··· Document excerpt

Services counters that Hartz's reasoning is a mere subterfuge, and that the true reason for the termination is that Services was offering its new program outside of the Washington, D.C. area, and was violating the customer and territorial limitations set up by Hartz. Services argues that these restrictions are per se illegal and fall within the doctrines announced in United States v. Arnold Schwinn Co., 388 U.S. 365, 87 S.Ct. 1856, 18 L.Ed.2d 1249 (1967) (vertical restraints); and United States v. Topco Associates, Inc., 405 U.S. 596, 92 S.Ct. 1126, 31 L.Ed.2d 515 (1972) (horizontal restraints).

Hartz's arguments raise the spectre of United States v. Colgate Co., 250 U.S. 300, 39 S.Ct. 465, 63 L.Ed. 992, (1919). In that case the Supreme Court said:

"In the absence of any purpose to create or maintain a monopoly, the act does not restrict the long recognized right of trader or manufacturer engaged in an entirely private business, freely to exercise his own independent discretion as to parties with whom he will deal; and, of course, he may announce in advance the circumstances under which he will refuse to sell." ( 250 U.S. at 307, 39 S.Ct. at 468).

Judge Moore of this Circuit, after tracing the history of the qualification of the Colgate doctrine announced by the Supreme Court, said in George W. Warner Co. v. Black and Decker Mfg. Co., 277 F.2d 787, 790 (2d Cir. 1960):

"The Supreme Court has left a narrow channel through which a manufacturer may pass even though the facts would have to be of such Doric simplicity as to be somewhat rare in this day of complex business enterprise. The right to impose its will upon distributors and retailers `is tolerated but only when it is the consequence of a mere refusal to sell in the exercise of the manufacturer's right "freely to exercise his own independent discretion as to the parties with whom he will deal."'" (citation omitted)

······
··· Recorded data

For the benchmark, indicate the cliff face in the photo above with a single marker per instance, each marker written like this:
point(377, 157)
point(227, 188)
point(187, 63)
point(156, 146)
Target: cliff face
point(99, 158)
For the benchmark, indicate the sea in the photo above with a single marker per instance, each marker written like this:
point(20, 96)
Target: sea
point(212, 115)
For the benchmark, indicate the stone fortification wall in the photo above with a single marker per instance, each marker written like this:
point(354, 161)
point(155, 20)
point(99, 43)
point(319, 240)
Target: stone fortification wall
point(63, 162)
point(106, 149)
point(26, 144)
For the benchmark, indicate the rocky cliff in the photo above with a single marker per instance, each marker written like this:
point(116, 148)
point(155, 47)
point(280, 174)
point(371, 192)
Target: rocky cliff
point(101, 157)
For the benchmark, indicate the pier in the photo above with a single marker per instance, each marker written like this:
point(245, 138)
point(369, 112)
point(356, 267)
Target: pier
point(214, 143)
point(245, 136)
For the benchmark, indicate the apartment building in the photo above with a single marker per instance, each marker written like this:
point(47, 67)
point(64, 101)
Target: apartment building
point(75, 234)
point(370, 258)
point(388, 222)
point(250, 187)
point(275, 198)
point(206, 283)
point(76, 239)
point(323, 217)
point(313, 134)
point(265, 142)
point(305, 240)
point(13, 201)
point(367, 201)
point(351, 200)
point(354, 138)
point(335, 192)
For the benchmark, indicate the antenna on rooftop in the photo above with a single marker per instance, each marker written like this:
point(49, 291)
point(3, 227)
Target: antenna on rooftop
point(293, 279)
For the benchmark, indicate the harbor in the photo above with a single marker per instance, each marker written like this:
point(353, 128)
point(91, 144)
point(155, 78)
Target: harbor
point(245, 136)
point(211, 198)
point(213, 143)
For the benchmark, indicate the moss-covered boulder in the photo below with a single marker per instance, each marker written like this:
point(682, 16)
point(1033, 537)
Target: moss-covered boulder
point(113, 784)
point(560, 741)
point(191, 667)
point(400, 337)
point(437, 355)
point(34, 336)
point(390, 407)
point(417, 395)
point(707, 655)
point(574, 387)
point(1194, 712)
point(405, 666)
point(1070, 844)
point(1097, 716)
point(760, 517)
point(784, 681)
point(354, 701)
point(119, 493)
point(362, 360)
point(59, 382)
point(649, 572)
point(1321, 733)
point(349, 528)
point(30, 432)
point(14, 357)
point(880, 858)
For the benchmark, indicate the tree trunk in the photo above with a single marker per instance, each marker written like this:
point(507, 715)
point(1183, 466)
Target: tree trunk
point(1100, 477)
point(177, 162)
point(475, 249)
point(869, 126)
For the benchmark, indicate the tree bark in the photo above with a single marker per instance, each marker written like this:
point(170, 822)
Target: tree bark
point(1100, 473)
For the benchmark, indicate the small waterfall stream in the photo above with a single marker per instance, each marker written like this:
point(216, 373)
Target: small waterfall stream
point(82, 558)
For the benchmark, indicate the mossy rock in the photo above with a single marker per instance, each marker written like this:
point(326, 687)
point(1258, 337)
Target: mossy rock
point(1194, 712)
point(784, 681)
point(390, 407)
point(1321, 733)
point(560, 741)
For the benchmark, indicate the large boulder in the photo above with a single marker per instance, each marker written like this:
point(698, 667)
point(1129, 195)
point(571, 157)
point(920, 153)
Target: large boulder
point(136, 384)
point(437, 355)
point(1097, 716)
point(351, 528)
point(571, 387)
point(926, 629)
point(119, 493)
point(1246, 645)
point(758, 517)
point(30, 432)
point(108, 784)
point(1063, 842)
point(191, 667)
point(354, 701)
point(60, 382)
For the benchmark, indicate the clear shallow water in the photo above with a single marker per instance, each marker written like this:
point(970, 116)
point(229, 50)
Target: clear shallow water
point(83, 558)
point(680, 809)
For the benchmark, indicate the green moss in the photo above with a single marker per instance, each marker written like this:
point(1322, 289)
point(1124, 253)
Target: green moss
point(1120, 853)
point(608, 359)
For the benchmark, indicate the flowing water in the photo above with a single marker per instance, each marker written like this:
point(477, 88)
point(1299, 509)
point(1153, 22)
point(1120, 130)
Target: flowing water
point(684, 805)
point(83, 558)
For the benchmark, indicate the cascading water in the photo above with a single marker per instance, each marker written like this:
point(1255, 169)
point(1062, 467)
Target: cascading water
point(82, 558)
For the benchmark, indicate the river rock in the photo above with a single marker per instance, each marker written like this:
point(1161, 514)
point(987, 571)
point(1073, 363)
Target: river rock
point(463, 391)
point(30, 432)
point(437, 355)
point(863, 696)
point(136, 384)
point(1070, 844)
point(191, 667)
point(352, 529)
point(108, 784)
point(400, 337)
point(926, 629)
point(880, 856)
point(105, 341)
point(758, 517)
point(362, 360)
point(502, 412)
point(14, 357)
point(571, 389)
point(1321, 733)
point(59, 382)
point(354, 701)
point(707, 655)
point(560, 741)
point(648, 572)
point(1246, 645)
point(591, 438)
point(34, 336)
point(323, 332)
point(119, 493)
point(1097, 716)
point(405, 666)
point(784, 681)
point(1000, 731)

······

# Work to complete
1. According to the court opinion excerpt, which case does Services cite for the doctrine on vertical restraints?
2. Write the next part of the court opinion excerpt, picking up after its final quoted passage.

# Responses for each task
1. United States v. Arnold Schwinn Co., 388 U.S. 365 (1967).

2.
The Supreme Court, in United States v. Parke, Davis Co., 362 U.S. 29, 43, 80 S.Ct. 503, 511, 4 L.Ed.2d 505 (1960) concluded that an unlawful combination need not be expressly stated:

"Thus, whatever uncertainty previously existed as to the scope of the Colgate doctrine, Bausch Lomb [ 321 U.S. 707, 64 S.Ct. 805, 88 L.Ed. 1024 (1944)] and Beech-Nut [ 257 U.S. 441, 42 S.Ct. 150, 66 L.Ed. 307 (1922)] plainly fashioned its dimensions as meaning no more than that a simple refusal to sell to customers who will not resell at prices suggested by the seller is permissible under the Sherman Act. In other words, an unlawful combination is not just such as arises from a price maintenance agreement, express or implied; such a combination is also organized if the producer secures adherence to his suggested prices by means which go beyond his mere declination to sell to a customer who will not observe his announced policy." (emphasis in original).
See also Justice Harlan's dissenting opinion. Id. at 51, 80 S.Ct. 503.

While this court cannot say upon the evidence adduced under the exigent circumstances of a preliminary injunction hearing that Services has a clear likelihood of success upon a plenary trial of this action it is of the opinion that sufficient serious questions of law and fact have been raised on the merits making them fair ground for litigation.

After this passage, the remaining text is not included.